## [Requirements]
A - Do these statements agree with the DataCategoryTyped page below? Answer yes or no for each, and quote the deciding words. (i) The ignoreCastErrors argument defaults to False. (ii) applyMolStarTypes is one of the named parameters in the __init__ signature. (iii) The cast mapping turns the "float" type into Python's float.
B - On the DataCategoryTyped page below, when does applyTypes log the warning about an undefined type, and what happens to that attribute? Answer in one to three sentences.
C - According to the DataCategoryTyped page below, what does applyTypes return?

Skip to content

DataCategoryTyped

A subclass of DataCategory with methods to apply explicit data typing.

Source code in mmcif/api/DataCategoryTyped.py
class DataCategoryTyped(DataCategory):
    """A subclass of DataCategory with methods to apply explicit data typing."""

    def __init__(
        self,
        dataCategoryObj,
        dictionaryApi=None,
        raiseExceptions=True,
        copyInputData=True,
        ignoreCastErrors=False,
        useCifUnknowns=True,
        missingValueString=None,
        missingValueInteger=None,
        missingValueFloat=None,
        **kwargs
    ):
        """A subclass of DataCategory with methods to apply explicit data typing.

        Args:
            dataCategoryObj (object): DataCategory object instance
            dictionaryApi (object, optional): instance of DictionaryApi class. Defaults to None.
            raiseExceptions (bool, optional): raise exceptions. Defaults to True.
            copyInputData (bool, optional): make a new copy input data. Defaults to True.
            ignoreCastErrors (bool, optional): ignore data processing cast errors. Defaults to False.
            useCifUnknowns (bool, optional): use CIF style missing values ('.' and '?'). Defaults to True.
            missingValueString (str, optional): missing string value . Defaults to None.
            missingValueInteger (integer, optional): missing integer value. Defaults to None.
            missingValueFloat (float, optional): missing float value. Defaults to None.
            applyMolStarTypes (bool, optional): use Mol* forced integer types.  Defaults to True.
        """
        self.__dcObj = dataCategoryObj
        super(DataCategoryTyped, self).__init__(
            self.__dcObj.getName(),
            self.__dcObj.getAttributeList(),
            self.__dcObj.data,
            raiseExceptions=raiseExceptions,
            copyInputData=copyInputData,
        )
        #
        self.__dApi = dictionaryApi
        self.__attributeTypeD = {}
        self.__castD = {"integer": int, "float": float, "string": str}
        self.__applyMolStarTypes = kwargs.get("applyMolStarTypes", True)
        self.__dch = DataCategoryHints()

        self.__typesSet = self.applyTypes(
            ignoreCastErrors=ignoreCastErrors,
            useCifUnknowns=useCifUnknowns,
            missingValueString=missingValueString,
            missingValueInteger=missingValueInteger,
            missingValueFloat=missingValueFloat,
        )

    def applyTypes(self, ignoreCastErrors=False, useCifUnknowns=True, missingValueString=None, missingValueInteger=None, missingValueFloat=None):
        """Cast data types (string, integer, float) in the current object based on dictionary type details.
        Missing values ('.' or '?') are set to None.

        Raises:
            e: any exception

        Returns:
            bool: True for success or False otherwise
        """
        ok = False
        try:
            for ii, atName in enumerate(self.getAttributeList()):
                # colValL = self.getColumn(ii)
                dataType, isMandatory = self.__getAttributeInfo(atName)
                if not dataType:
                    if not ignoreCastErrors:
                        logger.warning("Undefined type for category %s attribute %s - Will treat as string", self.getName(), atName)

## [Data lines]
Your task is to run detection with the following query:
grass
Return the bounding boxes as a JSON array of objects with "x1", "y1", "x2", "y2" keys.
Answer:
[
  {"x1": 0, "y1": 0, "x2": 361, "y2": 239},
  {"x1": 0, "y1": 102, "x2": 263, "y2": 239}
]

## [Solutions]
A -
(i) Yes: "ignoreCastErrors (bool, optional): ignore data processing cast errors. Defaults to False."
(ii) No: "self.__applyMolStarTypes = kwargs.get("applyMolStarTypes", True)"
(iii) Yes: "self.__castD = {"integer": int, "float": float, "string": str}"

B - The warning is logged when __getAttributeInfo returns no data type for an attribute and ignoreCastErrors is false. The warning says that such an attribute will be treated as a string.

C - It returns a bool: True for success or False otherwise.